[Opening Extracted text section]

Photo: www.oliversacks.com
On August 30, 2015, the AANE community lost a beloved and inspiring leader and advocate when author and neurologist Oliver Sacks passed away from cancer. Dr. Sacks had an incomparable knowledge of the brain and its fascinating mysteries and puzzles. He was able to share that knowledge with both professionals and lay people through his elegant and compelling writing. His original and penetrating mind, and his deep empathy and respect for his patients, illuminate every page of Awakenings and The Man Who Mistook His Wife for a Hat.
Sacks’ sense of respect and human decency was present throughout his career. In 1966 he began working in the ward of a psychiatric hospital in the Bronx. After studying the behavior of the patients for several months, and working out his own ways to engage in friendly interaction, he wrote an essay for the hospital’s journal on how the patients were communicating with each other and attempting to communicate with staff. Eventually, after raising objections to the inhumane staff practices on the ward, Sacks was forcibly transferred.

[Closing Extracted text section]

**Your task:** Please copy the tribute to Oliver Sacks word for word, starting at "Sacks’ sense of" and ending at "was forcibly transferred.". The lines after this point are separate material, apart from the tribute to Oliver Sacks.

[Opening Extracted material section]

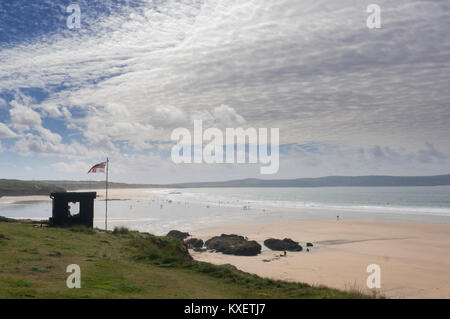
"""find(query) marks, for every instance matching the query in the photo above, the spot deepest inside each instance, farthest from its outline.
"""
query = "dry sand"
(414, 257)
(113, 194)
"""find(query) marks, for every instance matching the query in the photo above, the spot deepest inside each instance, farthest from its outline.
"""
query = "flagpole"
(106, 201)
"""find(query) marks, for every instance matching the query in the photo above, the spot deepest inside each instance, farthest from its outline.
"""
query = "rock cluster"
(177, 234)
(233, 245)
(285, 244)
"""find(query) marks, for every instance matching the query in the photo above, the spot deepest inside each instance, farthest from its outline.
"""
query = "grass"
(125, 264)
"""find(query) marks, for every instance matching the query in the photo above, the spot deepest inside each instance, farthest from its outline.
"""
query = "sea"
(191, 209)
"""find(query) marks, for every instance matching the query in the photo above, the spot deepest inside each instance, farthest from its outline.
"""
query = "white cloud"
(5, 131)
(23, 117)
(311, 68)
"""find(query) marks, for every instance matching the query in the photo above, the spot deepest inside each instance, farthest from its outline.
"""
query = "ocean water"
(196, 208)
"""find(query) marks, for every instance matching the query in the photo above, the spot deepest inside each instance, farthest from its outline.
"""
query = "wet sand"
(414, 257)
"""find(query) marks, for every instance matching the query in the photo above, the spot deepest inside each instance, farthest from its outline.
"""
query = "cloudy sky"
(348, 100)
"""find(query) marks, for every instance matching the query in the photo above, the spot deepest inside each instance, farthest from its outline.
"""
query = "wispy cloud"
(137, 70)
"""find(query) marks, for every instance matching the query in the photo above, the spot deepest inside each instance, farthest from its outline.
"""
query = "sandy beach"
(414, 257)
(113, 194)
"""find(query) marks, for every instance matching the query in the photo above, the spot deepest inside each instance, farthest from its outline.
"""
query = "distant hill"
(76, 185)
(10, 187)
(14, 187)
(329, 181)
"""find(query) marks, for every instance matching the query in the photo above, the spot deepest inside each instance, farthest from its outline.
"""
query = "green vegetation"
(14, 187)
(126, 264)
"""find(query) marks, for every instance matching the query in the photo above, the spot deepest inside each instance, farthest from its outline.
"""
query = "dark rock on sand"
(177, 234)
(285, 244)
(233, 245)
(193, 243)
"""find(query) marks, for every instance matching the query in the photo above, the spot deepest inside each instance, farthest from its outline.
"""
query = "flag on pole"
(98, 168)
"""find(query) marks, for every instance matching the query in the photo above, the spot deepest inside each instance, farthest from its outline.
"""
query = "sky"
(347, 99)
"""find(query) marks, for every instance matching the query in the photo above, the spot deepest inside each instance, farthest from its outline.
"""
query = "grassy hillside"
(13, 187)
(124, 265)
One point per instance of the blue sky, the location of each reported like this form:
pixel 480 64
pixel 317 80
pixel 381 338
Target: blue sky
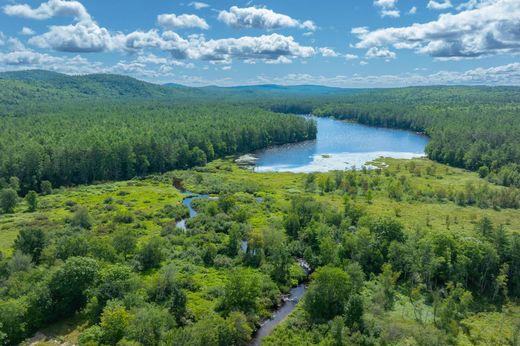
pixel 361 43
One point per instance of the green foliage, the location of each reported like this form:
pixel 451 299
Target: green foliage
pixel 31 242
pixel 112 141
pixel 328 294
pixel 114 324
pixel 82 218
pixel 149 324
pixel 32 200
pixel 125 242
pixel 241 292
pixel 8 200
pixel 68 285
pixel 150 254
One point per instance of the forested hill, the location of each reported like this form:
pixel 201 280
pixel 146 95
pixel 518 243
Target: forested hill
pixel 477 128
pixel 26 92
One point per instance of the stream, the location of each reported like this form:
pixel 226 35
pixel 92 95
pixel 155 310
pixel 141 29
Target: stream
pixel 289 301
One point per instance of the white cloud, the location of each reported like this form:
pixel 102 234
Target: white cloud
pixel 155 60
pixel 327 52
pixel 387 8
pixel 268 48
pixel 49 9
pixel 491 28
pixel 500 75
pixel 376 52
pixel 27 31
pixel 182 21
pixel 439 5
pixel 198 5
pixel 261 18
pixel 471 4
pixel 85 37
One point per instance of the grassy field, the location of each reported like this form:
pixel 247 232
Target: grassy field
pixel 144 200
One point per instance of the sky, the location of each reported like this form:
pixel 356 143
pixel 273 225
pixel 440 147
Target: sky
pixel 344 43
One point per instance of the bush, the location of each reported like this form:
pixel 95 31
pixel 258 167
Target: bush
pixel 8 200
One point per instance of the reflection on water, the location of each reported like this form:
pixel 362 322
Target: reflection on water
pixel 340 145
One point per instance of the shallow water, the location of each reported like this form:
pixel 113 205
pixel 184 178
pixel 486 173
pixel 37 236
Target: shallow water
pixel 268 326
pixel 187 202
pixel 341 145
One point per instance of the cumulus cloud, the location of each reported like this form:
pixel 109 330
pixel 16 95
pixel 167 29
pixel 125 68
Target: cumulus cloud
pixel 27 31
pixel 327 52
pixel 198 5
pixel 500 75
pixel 49 9
pixel 439 5
pixel 272 48
pixel 261 18
pixel 491 28
pixel 83 37
pixel 182 21
pixel 387 8
pixel 376 52
pixel 471 4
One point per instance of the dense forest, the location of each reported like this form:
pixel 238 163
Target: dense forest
pixel 117 142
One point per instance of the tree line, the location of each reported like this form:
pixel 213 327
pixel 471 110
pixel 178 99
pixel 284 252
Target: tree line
pixel 115 142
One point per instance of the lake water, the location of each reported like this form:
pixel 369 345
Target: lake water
pixel 340 145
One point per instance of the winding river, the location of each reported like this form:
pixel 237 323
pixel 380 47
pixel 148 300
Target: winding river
pixel 340 145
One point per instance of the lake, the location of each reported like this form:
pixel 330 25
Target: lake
pixel 341 145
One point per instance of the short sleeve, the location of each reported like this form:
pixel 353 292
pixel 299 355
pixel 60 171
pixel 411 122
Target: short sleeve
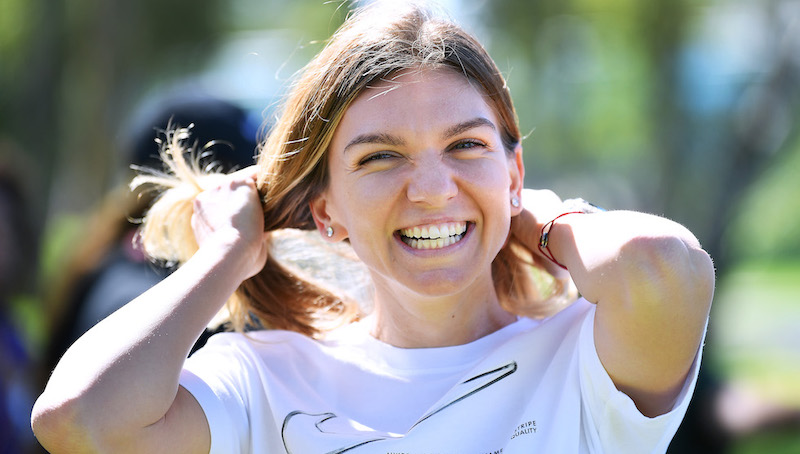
pixel 614 424
pixel 216 384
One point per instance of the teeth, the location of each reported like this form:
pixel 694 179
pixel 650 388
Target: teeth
pixel 434 236
pixel 445 230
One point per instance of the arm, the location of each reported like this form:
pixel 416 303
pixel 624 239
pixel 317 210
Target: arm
pixel 116 389
pixel 652 283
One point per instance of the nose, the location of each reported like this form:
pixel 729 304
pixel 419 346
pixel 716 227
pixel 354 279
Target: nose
pixel 432 182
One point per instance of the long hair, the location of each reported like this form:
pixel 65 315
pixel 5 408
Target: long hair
pixel 375 42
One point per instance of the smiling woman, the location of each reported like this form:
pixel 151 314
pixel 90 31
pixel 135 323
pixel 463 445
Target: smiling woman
pixel 400 140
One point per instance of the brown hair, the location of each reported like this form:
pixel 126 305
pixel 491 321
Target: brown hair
pixel 373 43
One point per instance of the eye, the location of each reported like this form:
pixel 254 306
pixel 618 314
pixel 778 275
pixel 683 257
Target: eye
pixel 468 144
pixel 375 157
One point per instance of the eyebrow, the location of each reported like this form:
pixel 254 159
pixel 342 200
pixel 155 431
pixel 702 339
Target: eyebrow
pixel 476 122
pixel 390 139
pixel 375 138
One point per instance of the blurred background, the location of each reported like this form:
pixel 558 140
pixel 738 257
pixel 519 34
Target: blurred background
pixel 687 109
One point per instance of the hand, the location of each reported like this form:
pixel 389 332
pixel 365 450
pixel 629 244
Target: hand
pixel 539 207
pixel 229 215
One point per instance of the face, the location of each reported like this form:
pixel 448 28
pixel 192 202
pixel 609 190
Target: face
pixel 421 184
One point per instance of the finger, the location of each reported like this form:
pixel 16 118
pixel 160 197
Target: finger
pixel 248 173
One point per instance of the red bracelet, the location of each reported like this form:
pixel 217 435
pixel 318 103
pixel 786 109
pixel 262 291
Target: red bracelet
pixel 544 239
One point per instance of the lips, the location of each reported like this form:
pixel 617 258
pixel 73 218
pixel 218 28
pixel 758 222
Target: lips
pixel 433 236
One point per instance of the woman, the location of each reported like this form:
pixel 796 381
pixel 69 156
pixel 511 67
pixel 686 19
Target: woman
pixel 400 139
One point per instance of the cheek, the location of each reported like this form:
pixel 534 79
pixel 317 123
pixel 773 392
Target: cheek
pixel 489 176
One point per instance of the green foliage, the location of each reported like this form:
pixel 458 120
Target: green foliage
pixel 767 223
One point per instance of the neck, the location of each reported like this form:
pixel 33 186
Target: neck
pixel 408 320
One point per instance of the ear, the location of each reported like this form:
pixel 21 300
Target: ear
pixel 516 170
pixel 320 210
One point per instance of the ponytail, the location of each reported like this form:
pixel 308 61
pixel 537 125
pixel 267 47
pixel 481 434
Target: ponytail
pixel 275 297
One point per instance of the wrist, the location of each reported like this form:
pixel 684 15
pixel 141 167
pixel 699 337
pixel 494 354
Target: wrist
pixel 569 206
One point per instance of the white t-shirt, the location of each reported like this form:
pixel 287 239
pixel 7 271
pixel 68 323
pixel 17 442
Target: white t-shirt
pixel 531 387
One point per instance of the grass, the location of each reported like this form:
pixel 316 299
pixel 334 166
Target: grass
pixel 755 340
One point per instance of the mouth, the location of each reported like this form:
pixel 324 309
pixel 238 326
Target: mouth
pixel 433 236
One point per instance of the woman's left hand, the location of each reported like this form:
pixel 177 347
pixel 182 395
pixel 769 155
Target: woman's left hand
pixel 538 207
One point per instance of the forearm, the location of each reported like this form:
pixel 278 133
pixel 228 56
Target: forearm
pixel 122 375
pixel 629 257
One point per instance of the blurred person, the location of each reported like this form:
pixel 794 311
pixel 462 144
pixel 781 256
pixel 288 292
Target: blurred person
pixel 17 256
pixel 400 140
pixel 107 268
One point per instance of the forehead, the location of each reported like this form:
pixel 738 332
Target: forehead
pixel 416 100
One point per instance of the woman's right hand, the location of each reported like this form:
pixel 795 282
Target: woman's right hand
pixel 229 216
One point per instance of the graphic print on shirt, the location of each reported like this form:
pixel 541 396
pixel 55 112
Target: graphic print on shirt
pixel 329 434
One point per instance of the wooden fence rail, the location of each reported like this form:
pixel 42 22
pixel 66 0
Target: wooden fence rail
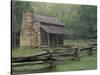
pixel 50 56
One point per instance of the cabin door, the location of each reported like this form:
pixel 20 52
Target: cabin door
pixel 53 41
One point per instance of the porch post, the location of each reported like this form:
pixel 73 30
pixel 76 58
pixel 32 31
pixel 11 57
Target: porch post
pixel 48 39
pixel 57 40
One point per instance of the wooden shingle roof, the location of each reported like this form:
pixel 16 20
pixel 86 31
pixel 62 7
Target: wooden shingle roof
pixel 47 19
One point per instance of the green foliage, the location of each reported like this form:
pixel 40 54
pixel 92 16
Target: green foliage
pixel 18 7
pixel 79 20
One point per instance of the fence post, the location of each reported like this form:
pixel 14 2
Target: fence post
pixel 90 51
pixel 77 54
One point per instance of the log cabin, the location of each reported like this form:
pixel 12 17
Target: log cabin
pixel 41 31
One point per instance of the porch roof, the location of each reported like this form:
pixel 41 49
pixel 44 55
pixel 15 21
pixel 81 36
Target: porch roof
pixel 53 29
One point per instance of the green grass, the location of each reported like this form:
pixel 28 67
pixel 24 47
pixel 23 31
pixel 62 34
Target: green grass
pixel 24 52
pixel 85 63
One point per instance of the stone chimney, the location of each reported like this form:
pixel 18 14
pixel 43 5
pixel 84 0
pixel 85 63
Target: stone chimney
pixel 27 34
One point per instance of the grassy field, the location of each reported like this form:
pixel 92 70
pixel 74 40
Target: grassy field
pixel 86 63
pixel 29 51
pixel 24 52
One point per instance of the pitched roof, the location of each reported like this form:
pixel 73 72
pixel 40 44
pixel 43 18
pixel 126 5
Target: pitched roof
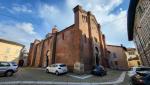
pixel 131 18
pixel 11 42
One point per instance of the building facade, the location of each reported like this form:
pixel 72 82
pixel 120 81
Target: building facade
pixel 139 28
pixel 117 57
pixel 80 46
pixel 133 58
pixel 122 58
pixel 10 51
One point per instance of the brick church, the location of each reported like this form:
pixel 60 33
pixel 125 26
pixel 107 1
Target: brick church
pixel 80 46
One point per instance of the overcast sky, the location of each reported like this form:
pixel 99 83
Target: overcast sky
pixel 25 20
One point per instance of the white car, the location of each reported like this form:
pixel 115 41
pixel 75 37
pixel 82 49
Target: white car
pixel 8 68
pixel 58 68
pixel 133 70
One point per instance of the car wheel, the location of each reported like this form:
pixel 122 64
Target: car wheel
pixel 57 73
pixel 9 73
pixel 47 71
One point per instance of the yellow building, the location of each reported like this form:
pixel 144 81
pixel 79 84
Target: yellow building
pixel 133 57
pixel 10 51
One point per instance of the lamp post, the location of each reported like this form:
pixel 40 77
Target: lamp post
pixel 142 47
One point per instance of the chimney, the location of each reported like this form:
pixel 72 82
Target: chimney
pixel 54 30
pixel 77 8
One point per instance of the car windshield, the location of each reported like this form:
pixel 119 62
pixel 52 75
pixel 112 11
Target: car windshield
pixel 143 69
pixel 14 63
pixel 62 65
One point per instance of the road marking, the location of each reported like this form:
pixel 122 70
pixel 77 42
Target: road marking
pixel 80 77
pixel 119 80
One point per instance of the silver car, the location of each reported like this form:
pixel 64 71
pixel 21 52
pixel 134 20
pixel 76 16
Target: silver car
pixel 8 68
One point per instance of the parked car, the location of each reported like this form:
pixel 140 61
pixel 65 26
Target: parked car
pixel 57 68
pixel 99 71
pixel 140 79
pixel 8 68
pixel 134 70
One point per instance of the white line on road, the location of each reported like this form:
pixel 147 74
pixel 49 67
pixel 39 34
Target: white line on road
pixel 81 77
pixel 119 80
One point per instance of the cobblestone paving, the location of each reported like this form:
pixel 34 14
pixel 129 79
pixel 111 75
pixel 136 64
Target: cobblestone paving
pixel 126 81
pixel 37 74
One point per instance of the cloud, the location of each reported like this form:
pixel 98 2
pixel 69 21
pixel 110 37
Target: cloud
pixel 21 8
pixel 114 25
pixel 16 31
pixel 27 27
pixel 52 15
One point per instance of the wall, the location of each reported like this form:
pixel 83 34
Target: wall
pixel 9 52
pixel 120 57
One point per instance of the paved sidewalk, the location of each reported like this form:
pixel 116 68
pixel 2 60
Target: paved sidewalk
pixel 34 76
pixel 119 80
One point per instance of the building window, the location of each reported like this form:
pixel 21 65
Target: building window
pixel 85 39
pixel 116 63
pixel 131 53
pixel 63 36
pixel 114 55
pixel 7 50
pixel 84 18
pixel 138 63
pixel 95 39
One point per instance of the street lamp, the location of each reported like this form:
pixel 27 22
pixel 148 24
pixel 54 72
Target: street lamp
pixel 142 47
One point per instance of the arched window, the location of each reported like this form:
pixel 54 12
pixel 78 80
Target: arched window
pixel 95 39
pixel 63 36
pixel 85 39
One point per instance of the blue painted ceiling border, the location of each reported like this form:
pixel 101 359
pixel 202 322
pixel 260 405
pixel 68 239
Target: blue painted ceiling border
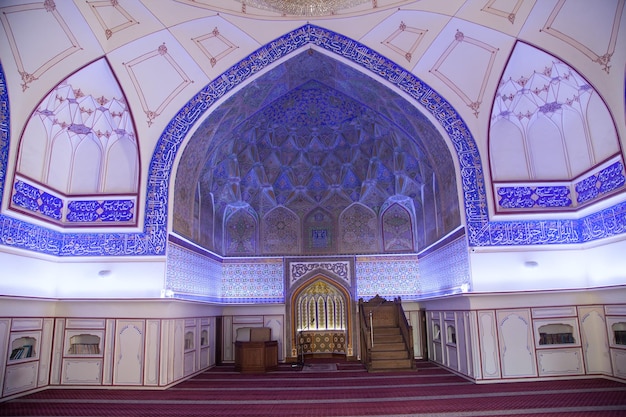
pixel 153 240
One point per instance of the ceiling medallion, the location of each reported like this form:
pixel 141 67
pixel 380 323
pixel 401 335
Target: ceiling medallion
pixel 304 7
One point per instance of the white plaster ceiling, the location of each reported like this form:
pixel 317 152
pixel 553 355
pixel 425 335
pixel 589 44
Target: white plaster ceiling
pixel 161 53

[Closing Extracted material section]

**Output:**
Sacks’ sense of respect and human decency was present throughout his career. In 1966 he began working in the ward of a psychiatric hospital in the Bronx. After studying the behavior of the patients for several months, and working out his own ways to engage in friendly interaction, he wrote an essay for the hospital’s journal on how the patients were communicating with each other and attempting to communicate with staff. Eventually, after raising objections to the inhumane staff practices on the ward, Sacks was forcibly transferred.